Exercise brief: Go through the lines below and copy any that hold the string "face".

Referring expression data:
========

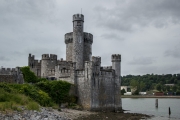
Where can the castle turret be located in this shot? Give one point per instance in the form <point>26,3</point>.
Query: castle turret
<point>69,45</point>
<point>48,64</point>
<point>88,40</point>
<point>78,42</point>
<point>116,65</point>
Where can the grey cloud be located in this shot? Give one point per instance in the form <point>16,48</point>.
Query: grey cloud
<point>142,61</point>
<point>127,16</point>
<point>170,69</point>
<point>174,52</point>
<point>2,58</point>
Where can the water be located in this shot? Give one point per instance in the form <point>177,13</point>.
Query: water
<point>147,106</point>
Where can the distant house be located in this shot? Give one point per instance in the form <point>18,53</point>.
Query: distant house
<point>171,85</point>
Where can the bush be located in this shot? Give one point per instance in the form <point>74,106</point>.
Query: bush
<point>123,91</point>
<point>32,106</point>
<point>57,90</point>
<point>29,90</point>
<point>136,92</point>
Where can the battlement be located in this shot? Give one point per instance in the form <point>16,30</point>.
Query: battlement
<point>68,37</point>
<point>78,17</point>
<point>48,57</point>
<point>88,38</point>
<point>80,72</point>
<point>9,71</point>
<point>96,60</point>
<point>106,68</point>
<point>31,56</point>
<point>116,58</point>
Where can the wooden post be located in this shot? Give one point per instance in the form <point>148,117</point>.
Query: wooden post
<point>156,104</point>
<point>169,111</point>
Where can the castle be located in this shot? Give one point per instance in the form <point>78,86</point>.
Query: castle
<point>97,87</point>
<point>11,75</point>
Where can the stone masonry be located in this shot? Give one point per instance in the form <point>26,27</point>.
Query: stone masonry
<point>11,75</point>
<point>97,87</point>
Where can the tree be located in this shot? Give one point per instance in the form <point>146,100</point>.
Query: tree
<point>168,88</point>
<point>174,88</point>
<point>123,91</point>
<point>158,87</point>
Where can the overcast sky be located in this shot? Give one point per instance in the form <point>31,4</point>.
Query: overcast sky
<point>145,32</point>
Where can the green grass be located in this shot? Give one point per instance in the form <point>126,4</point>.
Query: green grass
<point>32,106</point>
<point>13,101</point>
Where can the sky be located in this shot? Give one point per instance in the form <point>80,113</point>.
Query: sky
<point>145,32</point>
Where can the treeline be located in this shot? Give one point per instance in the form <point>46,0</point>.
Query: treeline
<point>35,91</point>
<point>153,82</point>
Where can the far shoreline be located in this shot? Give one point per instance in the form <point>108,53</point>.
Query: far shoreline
<point>148,96</point>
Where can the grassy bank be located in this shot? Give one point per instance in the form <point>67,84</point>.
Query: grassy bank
<point>32,96</point>
<point>146,96</point>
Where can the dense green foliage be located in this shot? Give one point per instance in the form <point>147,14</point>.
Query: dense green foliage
<point>10,99</point>
<point>46,93</point>
<point>150,82</point>
<point>29,90</point>
<point>57,90</point>
<point>28,75</point>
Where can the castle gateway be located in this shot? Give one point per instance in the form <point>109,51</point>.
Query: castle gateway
<point>98,88</point>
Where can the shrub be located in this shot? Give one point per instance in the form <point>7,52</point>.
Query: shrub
<point>57,90</point>
<point>32,106</point>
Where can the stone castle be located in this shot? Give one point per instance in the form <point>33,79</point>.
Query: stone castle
<point>97,87</point>
<point>11,75</point>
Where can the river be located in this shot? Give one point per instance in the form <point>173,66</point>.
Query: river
<point>147,106</point>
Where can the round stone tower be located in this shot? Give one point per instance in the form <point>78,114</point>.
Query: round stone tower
<point>48,64</point>
<point>78,41</point>
<point>69,45</point>
<point>116,65</point>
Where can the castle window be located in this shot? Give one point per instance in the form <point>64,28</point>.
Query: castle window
<point>78,23</point>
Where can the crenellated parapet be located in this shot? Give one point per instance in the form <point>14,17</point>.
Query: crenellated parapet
<point>88,38</point>
<point>11,75</point>
<point>96,60</point>
<point>116,58</point>
<point>78,17</point>
<point>68,37</point>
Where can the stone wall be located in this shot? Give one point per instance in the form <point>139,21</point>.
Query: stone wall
<point>13,75</point>
<point>35,65</point>
<point>78,42</point>
<point>69,45</point>
<point>48,64</point>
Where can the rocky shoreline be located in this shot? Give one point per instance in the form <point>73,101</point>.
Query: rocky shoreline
<point>68,114</point>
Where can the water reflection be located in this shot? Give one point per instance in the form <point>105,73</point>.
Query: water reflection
<point>147,106</point>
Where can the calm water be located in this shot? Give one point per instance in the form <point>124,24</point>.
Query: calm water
<point>147,106</point>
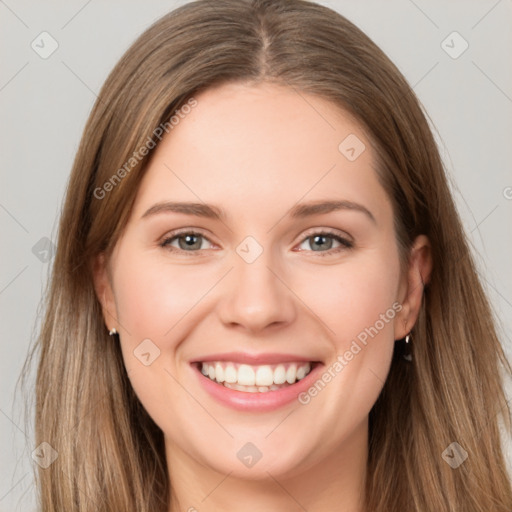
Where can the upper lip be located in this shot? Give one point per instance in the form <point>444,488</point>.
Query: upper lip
<point>254,359</point>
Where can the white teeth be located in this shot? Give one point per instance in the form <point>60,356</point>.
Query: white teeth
<point>246,376</point>
<point>262,378</point>
<point>280,375</point>
<point>219,373</point>
<point>291,374</point>
<point>230,375</point>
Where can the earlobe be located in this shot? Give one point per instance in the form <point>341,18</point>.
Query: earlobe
<point>104,292</point>
<point>418,275</point>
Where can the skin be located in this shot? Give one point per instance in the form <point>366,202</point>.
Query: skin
<point>256,151</point>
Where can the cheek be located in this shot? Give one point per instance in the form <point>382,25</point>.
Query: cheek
<point>152,297</point>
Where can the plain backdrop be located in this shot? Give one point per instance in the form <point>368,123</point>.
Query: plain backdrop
<point>44,103</point>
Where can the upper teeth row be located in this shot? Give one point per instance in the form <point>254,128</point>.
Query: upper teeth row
<point>247,375</point>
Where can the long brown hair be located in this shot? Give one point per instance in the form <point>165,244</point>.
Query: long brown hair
<point>110,452</point>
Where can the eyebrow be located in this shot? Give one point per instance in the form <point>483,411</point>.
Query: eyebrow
<point>299,211</point>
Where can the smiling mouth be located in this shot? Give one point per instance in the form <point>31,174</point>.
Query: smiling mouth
<point>255,378</point>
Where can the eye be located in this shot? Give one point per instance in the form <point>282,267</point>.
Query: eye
<point>323,239</point>
<point>191,241</point>
<point>188,241</point>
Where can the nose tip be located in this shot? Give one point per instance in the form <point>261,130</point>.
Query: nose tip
<point>257,298</point>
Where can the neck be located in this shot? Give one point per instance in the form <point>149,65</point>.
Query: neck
<point>333,482</point>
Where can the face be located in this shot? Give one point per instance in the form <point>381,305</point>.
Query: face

========

Solution below:
Where can the face be located in this shot? Give one point per instance in the form <point>381,305</point>.
Query: face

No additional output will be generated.